===== GIVEN PASSAGE
Snippets in the Maxine VM¶
Snippets are designed to provide a clean separation between the runtime
system and compiler in a JVM.
A clean separation allows either component to be modified or extended
independently in the pursuit of features or optimization.
Furthermore, snippets are designed to isolate the implementation of
runtime features from each other.
For example, the implementation of virtual dispatch need not be aware of
the object model or memory management implementation.
The rest of this page provides the implementation details of snippets in
the Maxine VM and how they measure up against these design goals.
This is done by focusing on how the invokevirtual
bytecode is
implemented via snippets.
This is a non-trivial bytecode whose implementation depends on numerous
runtime features.
When implementing any given JVM bytecode instruction in a compiler, it is useful to think of the implementation in two parts: the JVM specification semantics and the VM runtime details. The compiler has little or no flexibility with respect to JVM specification semantics; developers write code with these semantics in mind and expect the JVM to be compliant. The runtime details however are completely at the discretion of the VM implementer. Should vtables be used? If so, how are they laid out? How can runtime information inform which optimizations (such as inlining) should be performed or even reversed (de-optimized)?
With this context in mind, one description of snippets is that they are
simply pieces of Java source code that express the (partial) semantics
and implementation of a bytecode instruction.
There are typically a number of snippets which, together, comprise the
implementation of a single bytecode instruction.
Continuing with the invokevirtual
example, the following summarizes
its specification:
- Resolve the method denoted by a symbolic reference in a constant pool.
- Select the target method to be invoked based on the resolved method and the type of the receiver (i.e. this at the call site).
- Call the selected target method.
The first two steps are expressed by the following snippets:
@SNIPPET
@INLINE(afterSnippetsAreCompiled = true)
public static VirtualMethodActor resolveVirtualMethod(ResolutionGuard guard) {
if (guard.value == null) {
resolve(guard);
}
return UnsafeCast.asVirtualMethodActor(guard.value);
}
@INLINE(afterSnippetsAreCompiled = true)
public static Word selectNonPrivateVirtualMethod(Object receiver, VirtualMethodActor declaredMethod) {
final Hub hub = ObjectAccess.readHub(receiver);
return hub.getWord(declaredMethod.vTableIndex());
}
@SNIPPET
@INLINE(afterSnippetsAreCompiled = true)
==========
# [DIRECTION 1]
Gather every line of the listing that contains the string "petal".
The page on snippets in the Maxine VM and the listing come from unrelated sources.
===== SUPPLIED MATERIAL
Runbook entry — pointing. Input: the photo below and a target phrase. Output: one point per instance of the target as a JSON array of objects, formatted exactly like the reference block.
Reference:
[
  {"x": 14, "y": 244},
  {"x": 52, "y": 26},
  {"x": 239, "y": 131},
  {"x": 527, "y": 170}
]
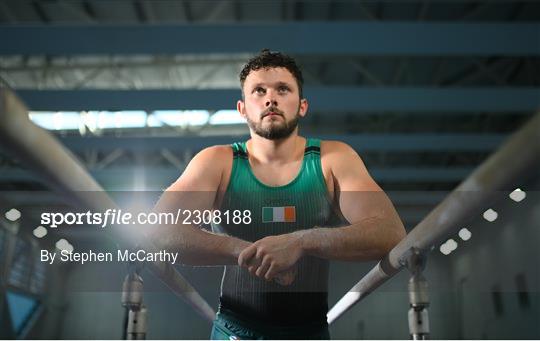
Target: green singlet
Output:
[{"x": 261, "y": 211}]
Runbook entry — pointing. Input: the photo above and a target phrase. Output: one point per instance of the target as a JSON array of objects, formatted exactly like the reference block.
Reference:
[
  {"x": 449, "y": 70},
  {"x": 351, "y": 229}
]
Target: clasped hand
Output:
[{"x": 273, "y": 258}]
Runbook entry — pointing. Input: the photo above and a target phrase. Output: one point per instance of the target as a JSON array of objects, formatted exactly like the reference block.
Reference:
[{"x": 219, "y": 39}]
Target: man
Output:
[{"x": 290, "y": 188}]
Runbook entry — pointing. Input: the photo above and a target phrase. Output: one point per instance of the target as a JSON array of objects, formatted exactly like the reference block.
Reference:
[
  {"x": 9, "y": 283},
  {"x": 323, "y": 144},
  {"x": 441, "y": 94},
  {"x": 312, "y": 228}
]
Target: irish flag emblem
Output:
[{"x": 285, "y": 214}]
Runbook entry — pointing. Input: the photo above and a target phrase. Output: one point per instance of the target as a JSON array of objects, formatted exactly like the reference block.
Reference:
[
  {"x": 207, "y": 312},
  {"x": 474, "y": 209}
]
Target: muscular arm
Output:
[
  {"x": 196, "y": 189},
  {"x": 375, "y": 225}
]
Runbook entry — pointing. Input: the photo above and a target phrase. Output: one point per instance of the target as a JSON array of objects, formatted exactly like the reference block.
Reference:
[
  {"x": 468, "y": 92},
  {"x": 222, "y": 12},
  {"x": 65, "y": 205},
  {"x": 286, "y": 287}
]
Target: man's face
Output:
[{"x": 272, "y": 105}]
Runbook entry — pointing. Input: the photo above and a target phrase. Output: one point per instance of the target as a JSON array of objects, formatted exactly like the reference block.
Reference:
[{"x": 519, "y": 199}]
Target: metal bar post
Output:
[{"x": 418, "y": 296}]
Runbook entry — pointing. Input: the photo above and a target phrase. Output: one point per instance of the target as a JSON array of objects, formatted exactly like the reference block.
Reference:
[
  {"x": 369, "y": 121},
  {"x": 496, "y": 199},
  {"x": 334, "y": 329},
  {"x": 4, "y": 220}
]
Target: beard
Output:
[{"x": 276, "y": 130}]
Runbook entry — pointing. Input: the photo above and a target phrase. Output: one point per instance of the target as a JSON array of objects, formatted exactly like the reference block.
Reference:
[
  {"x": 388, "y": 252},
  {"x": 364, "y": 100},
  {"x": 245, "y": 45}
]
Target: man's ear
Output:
[
  {"x": 240, "y": 106},
  {"x": 303, "y": 107}
]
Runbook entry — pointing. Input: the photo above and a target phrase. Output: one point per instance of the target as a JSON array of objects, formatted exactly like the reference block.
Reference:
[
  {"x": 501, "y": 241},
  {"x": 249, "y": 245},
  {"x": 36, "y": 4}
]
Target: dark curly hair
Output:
[{"x": 270, "y": 59}]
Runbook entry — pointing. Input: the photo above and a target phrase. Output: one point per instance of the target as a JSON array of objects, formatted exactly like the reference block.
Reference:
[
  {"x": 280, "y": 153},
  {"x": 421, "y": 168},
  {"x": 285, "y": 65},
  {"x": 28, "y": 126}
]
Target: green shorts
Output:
[{"x": 227, "y": 326}]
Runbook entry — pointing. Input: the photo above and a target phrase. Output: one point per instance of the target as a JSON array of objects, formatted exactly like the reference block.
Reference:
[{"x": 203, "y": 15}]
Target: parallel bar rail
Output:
[
  {"x": 41, "y": 152},
  {"x": 516, "y": 160}
]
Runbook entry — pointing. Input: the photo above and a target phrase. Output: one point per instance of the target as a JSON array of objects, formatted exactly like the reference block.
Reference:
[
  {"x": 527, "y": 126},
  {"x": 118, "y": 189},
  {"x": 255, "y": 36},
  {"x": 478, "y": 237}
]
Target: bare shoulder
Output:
[
  {"x": 337, "y": 151},
  {"x": 345, "y": 166}
]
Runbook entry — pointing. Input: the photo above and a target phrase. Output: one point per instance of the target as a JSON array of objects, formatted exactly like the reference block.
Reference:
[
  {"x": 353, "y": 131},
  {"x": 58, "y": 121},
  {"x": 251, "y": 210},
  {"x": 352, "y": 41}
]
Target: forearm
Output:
[
  {"x": 370, "y": 239},
  {"x": 199, "y": 247}
]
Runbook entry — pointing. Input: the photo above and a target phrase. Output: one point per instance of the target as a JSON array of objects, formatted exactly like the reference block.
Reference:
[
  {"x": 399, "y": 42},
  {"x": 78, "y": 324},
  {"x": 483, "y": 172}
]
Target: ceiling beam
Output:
[
  {"x": 321, "y": 99},
  {"x": 300, "y": 38}
]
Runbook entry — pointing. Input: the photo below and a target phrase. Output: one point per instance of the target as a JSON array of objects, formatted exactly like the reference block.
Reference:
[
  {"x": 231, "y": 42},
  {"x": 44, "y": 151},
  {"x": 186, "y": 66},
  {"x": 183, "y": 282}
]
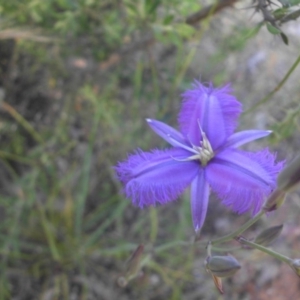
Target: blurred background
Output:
[{"x": 77, "y": 80}]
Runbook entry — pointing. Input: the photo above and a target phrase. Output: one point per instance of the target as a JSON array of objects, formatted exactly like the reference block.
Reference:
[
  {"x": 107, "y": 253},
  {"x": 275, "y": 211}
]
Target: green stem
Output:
[
  {"x": 272, "y": 253},
  {"x": 277, "y": 88},
  {"x": 236, "y": 233}
]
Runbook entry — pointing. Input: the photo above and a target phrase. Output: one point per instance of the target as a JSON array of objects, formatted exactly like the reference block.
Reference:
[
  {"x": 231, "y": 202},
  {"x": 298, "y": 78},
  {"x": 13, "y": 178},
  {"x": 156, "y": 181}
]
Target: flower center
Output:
[{"x": 204, "y": 152}]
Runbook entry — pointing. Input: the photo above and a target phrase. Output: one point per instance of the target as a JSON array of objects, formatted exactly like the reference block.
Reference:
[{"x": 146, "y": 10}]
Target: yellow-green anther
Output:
[
  {"x": 222, "y": 266},
  {"x": 289, "y": 178},
  {"x": 268, "y": 235}
]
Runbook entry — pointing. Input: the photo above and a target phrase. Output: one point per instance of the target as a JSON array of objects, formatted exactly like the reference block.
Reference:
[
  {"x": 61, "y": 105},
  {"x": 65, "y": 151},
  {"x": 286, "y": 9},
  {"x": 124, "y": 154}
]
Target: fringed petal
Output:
[
  {"x": 168, "y": 133},
  {"x": 243, "y": 137},
  {"x": 243, "y": 179},
  {"x": 215, "y": 110},
  {"x": 157, "y": 176}
]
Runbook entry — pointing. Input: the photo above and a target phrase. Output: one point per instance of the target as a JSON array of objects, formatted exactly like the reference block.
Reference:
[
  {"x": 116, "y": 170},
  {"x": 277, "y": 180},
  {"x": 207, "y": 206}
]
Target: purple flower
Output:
[{"x": 204, "y": 155}]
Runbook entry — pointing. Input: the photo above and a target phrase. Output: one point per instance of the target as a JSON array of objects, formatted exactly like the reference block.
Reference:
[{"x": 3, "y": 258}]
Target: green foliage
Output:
[{"x": 61, "y": 207}]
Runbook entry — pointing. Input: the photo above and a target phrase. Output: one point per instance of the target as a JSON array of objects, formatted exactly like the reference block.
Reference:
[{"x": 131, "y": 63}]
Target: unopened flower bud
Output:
[
  {"x": 268, "y": 235},
  {"x": 289, "y": 178},
  {"x": 222, "y": 266},
  {"x": 295, "y": 265}
]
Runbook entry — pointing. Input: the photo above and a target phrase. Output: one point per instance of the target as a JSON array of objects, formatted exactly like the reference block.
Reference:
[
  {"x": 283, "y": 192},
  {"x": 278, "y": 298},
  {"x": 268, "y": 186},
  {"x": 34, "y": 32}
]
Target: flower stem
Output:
[
  {"x": 236, "y": 233},
  {"x": 277, "y": 255}
]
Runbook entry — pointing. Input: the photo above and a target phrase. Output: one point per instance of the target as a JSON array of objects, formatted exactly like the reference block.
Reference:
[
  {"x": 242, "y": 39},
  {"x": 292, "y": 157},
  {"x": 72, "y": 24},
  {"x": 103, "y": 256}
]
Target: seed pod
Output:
[
  {"x": 268, "y": 235},
  {"x": 222, "y": 266}
]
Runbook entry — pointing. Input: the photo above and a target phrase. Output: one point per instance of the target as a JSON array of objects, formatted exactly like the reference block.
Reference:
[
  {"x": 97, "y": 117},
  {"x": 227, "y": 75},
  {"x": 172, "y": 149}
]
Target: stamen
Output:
[{"x": 180, "y": 145}]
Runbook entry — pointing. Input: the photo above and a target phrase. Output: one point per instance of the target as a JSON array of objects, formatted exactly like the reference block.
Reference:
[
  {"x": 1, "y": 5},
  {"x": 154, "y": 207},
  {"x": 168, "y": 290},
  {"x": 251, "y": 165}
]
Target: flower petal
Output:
[
  {"x": 243, "y": 137},
  {"x": 243, "y": 179},
  {"x": 157, "y": 176},
  {"x": 214, "y": 109},
  {"x": 168, "y": 133},
  {"x": 199, "y": 200}
]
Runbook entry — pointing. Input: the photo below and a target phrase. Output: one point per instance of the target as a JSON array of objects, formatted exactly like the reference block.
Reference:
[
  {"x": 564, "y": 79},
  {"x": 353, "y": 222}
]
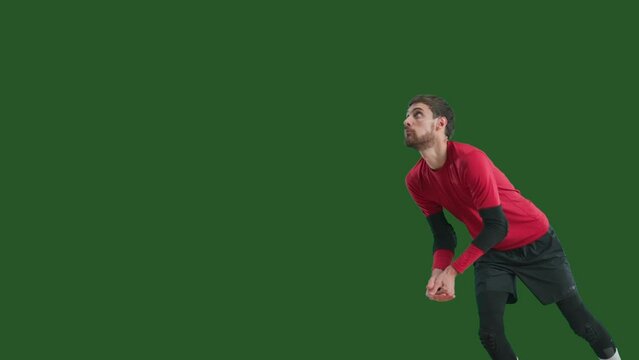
==========
# [DIRECTION 2]
Extend the page on snippets in the Maxine VM, picking up right after its final line.

# [EXPECTED ANSWER 1]
Target: fringed petal
Target: flower petal

# [EXPECTED ANSWER 2]
public static Word selectVirtualMethod(Object receiver, VirtualMethodActor declaredMethod) {
if (declaredMethod.isPrivate()) {
// private methods do not have a vtable index, so directly compile and link the receiver.
return CompilationScheme.Static.compile(declaredMethod, CallEntryPoint.VTABLE_ENTRY_POINT);
}
return selectNonPrivateVirtualMethod(receiver, declaredMethod);
}
The second step (i.e. selectVirtualMethod
) yields the machine code
address (of the target method) to be called.
The compiler is expected to know how to emit a call (given a target
address and signature), and so a snippet is not used for this step.
The last point exemplifies an aspect of a compiler built around snippets. The compiler is expected to be able to translate certain operations intrinsically. This includes all primitive operations such integer, float and long arithmetic, local control flow constructs as well as the aforementioned capability for emitting a call given a target address and signature. In Maxine, these operations are called compiler *builtins*. Like snippets, they are also expressed as Java methods. For example, here is the builtin for integer addition:
public static class IntPlus extends JavaBuiltin {
@BUILTIN(builtinClass = IntPlus.class)
public static int intPlus(int a, int b) {
return a + b;
}
}
The body of the intPlus
method above exists solely for the purpose of
folding (i.e. compile-time evaluation) as well as IR interpretation.
The compiler (backend) knows how to emit machine code whenever it comes
across a call to a builtin (i.e. any method with the @BUILTIN
annotation).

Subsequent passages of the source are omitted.